Small Town, USA: Where Have all the Children Gone?

The birth dearth is starting to impact small town USA and the results aren't pretty. Pro-lifers have  described the disastrous impact of a declining birth rate for decades. Finally, the secularists are beginning to catch up. USA Today's weekend edition (June3-5) carried a front page cover story about the impact of the birth dearth in Levittown, PA and other suburban communities around the U.S. It begins:
In 1960, the year Helen Cini gave birth to one of her five children, 15 other kids were born on her block here in this quintessential post-war American suburb.  The local obstetrician was so busy he often slept in his car.

Kathy Bachman felt like an oddity when her family moved to Cherry Lane in the Crabtree section of Levittown when she was 5. She was an only child, and "everybody had five or six kids in every house."
Fast forward to 2011.
Bachman, now 64, still lives in her childhood home. She brought up her kids there, but they're grown and gone. The house next door is vacant. Few driveways are clutterd with scooters and tricycles....
The share of the population under age 18 dropped in 95% of U.S. counties since 2000....There are now more households with dogs (43 million) than children.

══════════

▶ TASK DETAILS
Please explain in one to three sentences why Kathy Bachman felt like an oddity when her family moved to Cherry Lane, as the birth dearth article tells it. The listing has nothing to do with the birth dearth article.

▶ SOURCE EXCERPT
══════════

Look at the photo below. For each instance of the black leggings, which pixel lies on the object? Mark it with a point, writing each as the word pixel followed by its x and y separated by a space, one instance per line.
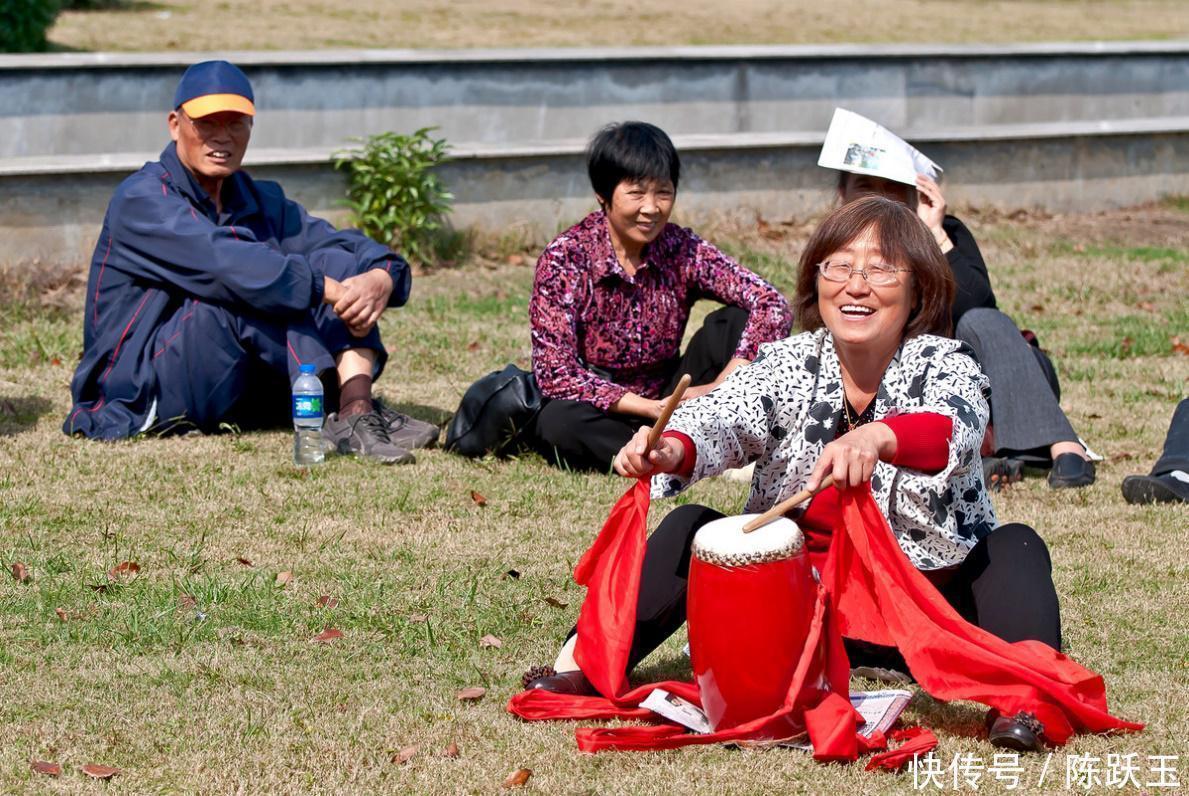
pixel 1004 585
pixel 582 437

══════════

▶ EXERCISE OUTPUT
Kathy Bachman felt like an oddity because she was an only child. By her account, everybody else had five or six kids in every house.